**Input rows**:
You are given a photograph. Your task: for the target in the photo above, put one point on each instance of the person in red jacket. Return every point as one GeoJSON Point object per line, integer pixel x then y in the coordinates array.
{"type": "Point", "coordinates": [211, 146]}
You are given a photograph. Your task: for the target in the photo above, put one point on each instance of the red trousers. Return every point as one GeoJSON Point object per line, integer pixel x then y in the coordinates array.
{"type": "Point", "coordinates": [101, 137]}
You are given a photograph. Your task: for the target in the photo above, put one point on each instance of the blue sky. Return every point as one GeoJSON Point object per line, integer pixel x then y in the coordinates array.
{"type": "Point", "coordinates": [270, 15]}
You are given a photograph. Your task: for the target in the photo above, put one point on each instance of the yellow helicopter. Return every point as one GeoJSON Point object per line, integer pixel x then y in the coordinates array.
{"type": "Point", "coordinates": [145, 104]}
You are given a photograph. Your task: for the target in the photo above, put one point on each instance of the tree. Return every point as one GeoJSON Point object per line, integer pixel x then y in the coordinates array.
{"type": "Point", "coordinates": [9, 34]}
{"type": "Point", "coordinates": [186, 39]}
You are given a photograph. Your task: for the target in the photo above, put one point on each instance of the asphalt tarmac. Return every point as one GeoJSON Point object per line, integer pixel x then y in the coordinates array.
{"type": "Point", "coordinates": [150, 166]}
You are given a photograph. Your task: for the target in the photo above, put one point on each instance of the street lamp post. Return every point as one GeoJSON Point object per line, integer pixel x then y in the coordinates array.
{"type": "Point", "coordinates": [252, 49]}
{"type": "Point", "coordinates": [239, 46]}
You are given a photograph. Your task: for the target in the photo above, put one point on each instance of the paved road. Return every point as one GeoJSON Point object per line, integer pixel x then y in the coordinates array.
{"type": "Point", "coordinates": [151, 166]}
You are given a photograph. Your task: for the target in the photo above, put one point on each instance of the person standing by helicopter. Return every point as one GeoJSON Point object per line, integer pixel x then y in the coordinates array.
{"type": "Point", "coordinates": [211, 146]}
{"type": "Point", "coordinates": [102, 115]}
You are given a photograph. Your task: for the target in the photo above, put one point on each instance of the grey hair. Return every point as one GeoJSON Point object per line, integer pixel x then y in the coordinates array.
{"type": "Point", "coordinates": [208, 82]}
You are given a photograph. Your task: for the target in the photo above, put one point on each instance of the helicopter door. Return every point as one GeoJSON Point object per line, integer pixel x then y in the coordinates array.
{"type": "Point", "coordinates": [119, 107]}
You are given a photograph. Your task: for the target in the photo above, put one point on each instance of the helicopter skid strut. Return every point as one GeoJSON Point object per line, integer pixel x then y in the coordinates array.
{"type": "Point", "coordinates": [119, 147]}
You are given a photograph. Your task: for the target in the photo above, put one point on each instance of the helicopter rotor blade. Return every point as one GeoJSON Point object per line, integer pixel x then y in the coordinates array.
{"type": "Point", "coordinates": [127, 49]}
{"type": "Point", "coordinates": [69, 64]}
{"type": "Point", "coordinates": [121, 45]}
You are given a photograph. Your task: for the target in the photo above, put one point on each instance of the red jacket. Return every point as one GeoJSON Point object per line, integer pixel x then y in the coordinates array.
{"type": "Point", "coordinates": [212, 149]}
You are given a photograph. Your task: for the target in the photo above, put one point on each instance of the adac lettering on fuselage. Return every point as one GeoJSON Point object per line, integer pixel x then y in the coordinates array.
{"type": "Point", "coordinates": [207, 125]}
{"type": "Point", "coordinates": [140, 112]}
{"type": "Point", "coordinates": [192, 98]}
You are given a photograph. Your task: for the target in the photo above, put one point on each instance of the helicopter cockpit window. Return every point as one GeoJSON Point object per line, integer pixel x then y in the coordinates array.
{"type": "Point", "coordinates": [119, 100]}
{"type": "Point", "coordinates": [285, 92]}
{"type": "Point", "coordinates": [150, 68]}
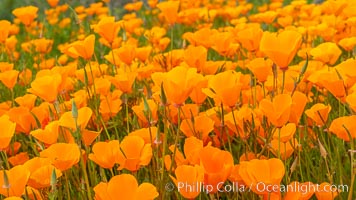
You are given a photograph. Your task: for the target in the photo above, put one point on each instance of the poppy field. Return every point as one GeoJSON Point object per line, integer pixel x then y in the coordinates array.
{"type": "Point", "coordinates": [206, 99]}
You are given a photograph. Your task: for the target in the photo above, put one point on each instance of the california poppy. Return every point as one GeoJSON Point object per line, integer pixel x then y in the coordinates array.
{"type": "Point", "coordinates": [217, 165]}
{"type": "Point", "coordinates": [4, 30]}
{"type": "Point", "coordinates": [26, 14]}
{"type": "Point", "coordinates": [186, 176]}
{"type": "Point", "coordinates": [179, 83]}
{"type": "Point", "coordinates": [270, 172]}
{"type": "Point", "coordinates": [169, 10]}
{"type": "Point", "coordinates": [125, 186]}
{"type": "Point", "coordinates": [46, 87]}
{"type": "Point", "coordinates": [108, 29]}
{"type": "Point", "coordinates": [281, 48]}
{"type": "Point", "coordinates": [195, 56]}
{"type": "Point", "coordinates": [285, 133]}
{"type": "Point", "coordinates": [9, 78]}
{"type": "Point", "coordinates": [199, 126]}
{"type": "Point", "coordinates": [250, 38]}
{"type": "Point", "coordinates": [278, 110]}
{"type": "Point", "coordinates": [17, 178]}
{"type": "Point", "coordinates": [41, 171]}
{"type": "Point", "coordinates": [135, 153]}
{"type": "Point", "coordinates": [225, 88]}
{"type": "Point", "coordinates": [8, 130]}
{"type": "Point", "coordinates": [63, 155]}
{"type": "Point", "coordinates": [319, 113]}
{"type": "Point", "coordinates": [84, 49]}
{"type": "Point", "coordinates": [261, 68]}
{"type": "Point", "coordinates": [49, 134]}
{"type": "Point", "coordinates": [67, 120]}
{"type": "Point", "coordinates": [326, 52]}
{"type": "Point", "coordinates": [19, 159]}
{"type": "Point", "coordinates": [105, 154]}
{"type": "Point", "coordinates": [344, 127]}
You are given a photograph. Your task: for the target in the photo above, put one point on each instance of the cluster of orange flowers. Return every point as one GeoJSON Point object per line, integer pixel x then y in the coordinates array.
{"type": "Point", "coordinates": [178, 91]}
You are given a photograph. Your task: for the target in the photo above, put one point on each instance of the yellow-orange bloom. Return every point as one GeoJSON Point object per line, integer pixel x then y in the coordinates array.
{"type": "Point", "coordinates": [63, 155]}
{"type": "Point", "coordinates": [189, 176]}
{"type": "Point", "coordinates": [7, 131]}
{"type": "Point", "coordinates": [17, 178]}
{"type": "Point", "coordinates": [126, 187]}
{"type": "Point", "coordinates": [4, 30]}
{"type": "Point", "coordinates": [26, 14]}
{"type": "Point", "coordinates": [281, 48]}
{"type": "Point", "coordinates": [108, 29]}
{"type": "Point", "coordinates": [278, 110]}
{"type": "Point", "coordinates": [84, 49]}
{"type": "Point", "coordinates": [135, 153]}
{"type": "Point", "coordinates": [270, 172]}
{"type": "Point", "coordinates": [169, 10]}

**Aim of the exercise**:
Without the pictures, extract every entry verbatim.

**Task solution**:
You are given a photograph. Your task: for the target in the photo above, put one point on each instance of the person in red jacket. Return every point as one GeoJSON Point object per line, integer pixel x then y in the coordinates array.
{"type": "Point", "coordinates": [211, 146]}
You are given a photograph. Your task: for the target in the photo above, put one point on each instance of the red trousers. Return every point as one GeoJSON Point object per line, integer pixel x then y in the coordinates array.
{"type": "Point", "coordinates": [101, 137]}
You are given a photograph. Your task: for the target in the photo above, put one point on each instance of the blue sky. Return every point as one GeoJSON Point object per line, integer pixel x then y in the coordinates array.
{"type": "Point", "coordinates": [270, 15]}
You are given a photograph. Your task: for the target in the photo above, put one point on each instance of the yellow helicopter. Return every point as one GeoJSON Point object per line, integer pixel x then y in the coordinates array.
{"type": "Point", "coordinates": [145, 104]}
You are given a photograph. Your task: for the target in the photo above, put one point on each instance of the tree. Return every point as one GeoJSON Point object per line, integer pixel x then y in the coordinates array.
{"type": "Point", "coordinates": [9, 34]}
{"type": "Point", "coordinates": [186, 39]}
You are given a photograph. Your task: for the target in the photo above, put one point on each instance of the asphalt tarmac. Return every point as one GeoJSON Point object per line, integer pixel x then y in the coordinates array.
{"type": "Point", "coordinates": [150, 166]}
You are given a photograph. Your task: for the target in the photo above, put one point on each instance of the street lamp post. Return every point as one GeoJSON Point object per line, integer pixel x then y in the coordinates array.
{"type": "Point", "coordinates": [252, 49]}
{"type": "Point", "coordinates": [239, 46]}
You are given a photograph. Your task: for the target in the photo above, put one point on each instance of the paved road. Return every point as one GeoJSON Point object per line, integer pixel x then y in the coordinates array.
{"type": "Point", "coordinates": [151, 166]}
You are given a photograph. Your task: for the target in the photo above, put one point on each instance of the person standing by helicopter. Return every point as one GeoJSON Point object per line, integer pixel x then y in the coordinates array.
{"type": "Point", "coordinates": [211, 146]}
{"type": "Point", "coordinates": [102, 115]}
You are given a photograph. Your task: for the target in the photo above, put one point on each instance of the grey hair. Return every point as one GeoJSON Point object per line, integer pixel x then y in the coordinates array.
{"type": "Point", "coordinates": [208, 82]}
You are given a photograph. Your task: for the target in the photo above, put one point on each instance of the helicopter door. Return every point as one GeoJSON Point object per line, integer pixel x then y in the coordinates array.
{"type": "Point", "coordinates": [119, 107]}
You are given a photograph. Your task: for the target in the photo above, put one point on each instance of the helicopter skid strut. Return every point as one GeoJSON Point object per line, integer pixel x then y in the coordinates array.
{"type": "Point", "coordinates": [119, 147]}
You are given a photograph. Your task: for the target in the photo above, put one point on each instance of the helicopter rotor blade. Return every point as one GeoJSON Point object per line, integer pixel x then y in the coordinates array.
{"type": "Point", "coordinates": [127, 49]}
{"type": "Point", "coordinates": [69, 64]}
{"type": "Point", "coordinates": [121, 45]}
You are given a photograph. Your task: for the target in the photo above, put one point on each instance of the red jacket. Return every point as one GeoJSON Point object per line, integer pixel x then y in the coordinates array.
{"type": "Point", "coordinates": [212, 149]}
You are given a photograph. Your task: for the target in the photo above, put one point on each instance of the adac lettering on fuselage. Return every point as one GeoJSON Point object per line, integer pixel x then y in the coordinates array.
{"type": "Point", "coordinates": [207, 125]}
{"type": "Point", "coordinates": [140, 112]}
{"type": "Point", "coordinates": [192, 98]}
You are given a photograph. Your task: for the target in the photo above, put one point on each instance of the helicopter cockpit window. Return every point as one GeoJSON Point object per line, integer pixel x then y in the coordinates array.
{"type": "Point", "coordinates": [119, 100]}
{"type": "Point", "coordinates": [285, 92]}
{"type": "Point", "coordinates": [150, 68]}
You are given a photograph. Your task: for the target in the photo above, put one point on each instance of the poppy field. Return every point as one GeoJSON Point object per line, integer pixel x then y in the coordinates array.
{"type": "Point", "coordinates": [206, 99]}
You are given a photograph. Your task: for the target in the photo above, put one point on each instance of the california poppy. Return every point as one GeoJSON Point object per line, integer pixel x then y in the coordinates array.
{"type": "Point", "coordinates": [217, 165]}
{"type": "Point", "coordinates": [4, 30]}
{"type": "Point", "coordinates": [26, 14]}
{"type": "Point", "coordinates": [186, 176]}
{"type": "Point", "coordinates": [179, 83]}
{"type": "Point", "coordinates": [270, 172]}
{"type": "Point", "coordinates": [169, 10]}
{"type": "Point", "coordinates": [125, 186]}
{"type": "Point", "coordinates": [46, 87]}
{"type": "Point", "coordinates": [108, 29]}
{"type": "Point", "coordinates": [281, 48]}
{"type": "Point", "coordinates": [195, 56]}
{"type": "Point", "coordinates": [285, 133]}
{"type": "Point", "coordinates": [9, 78]}
{"type": "Point", "coordinates": [199, 126]}
{"type": "Point", "coordinates": [250, 38]}
{"type": "Point", "coordinates": [278, 110]}
{"type": "Point", "coordinates": [17, 178]}
{"type": "Point", "coordinates": [41, 171]}
{"type": "Point", "coordinates": [135, 153]}
{"type": "Point", "coordinates": [225, 88]}
{"type": "Point", "coordinates": [8, 130]}
{"type": "Point", "coordinates": [63, 155]}
{"type": "Point", "coordinates": [319, 113]}
{"type": "Point", "coordinates": [84, 49]}
{"type": "Point", "coordinates": [261, 68]}
{"type": "Point", "coordinates": [49, 134]}
{"type": "Point", "coordinates": [67, 120]}
{"type": "Point", "coordinates": [326, 52]}
{"type": "Point", "coordinates": [19, 159]}
{"type": "Point", "coordinates": [105, 154]}
{"type": "Point", "coordinates": [344, 127]}
You are given a photograph. Your task: for the target in the photo above, put one point on each instance of the cluster of orange flowers. Return every point as one GeoJSON Point object per line, integer pixel x then y in the coordinates array.
{"type": "Point", "coordinates": [178, 91]}
You are given a photograph. Your task: for the target in the photo above, put one point on each instance of the yellow-orange bloom. Return every point as one GeoJSON Point object per line, integer pixel x then y in the coordinates array.
{"type": "Point", "coordinates": [63, 155]}
{"type": "Point", "coordinates": [189, 176]}
{"type": "Point", "coordinates": [7, 131]}
{"type": "Point", "coordinates": [17, 178]}
{"type": "Point", "coordinates": [126, 187]}
{"type": "Point", "coordinates": [4, 30]}
{"type": "Point", "coordinates": [26, 14]}
{"type": "Point", "coordinates": [281, 48]}
{"type": "Point", "coordinates": [108, 29]}
{"type": "Point", "coordinates": [278, 110]}
{"type": "Point", "coordinates": [84, 49]}
{"type": "Point", "coordinates": [135, 153]}
{"type": "Point", "coordinates": [270, 172]}
{"type": "Point", "coordinates": [169, 10]}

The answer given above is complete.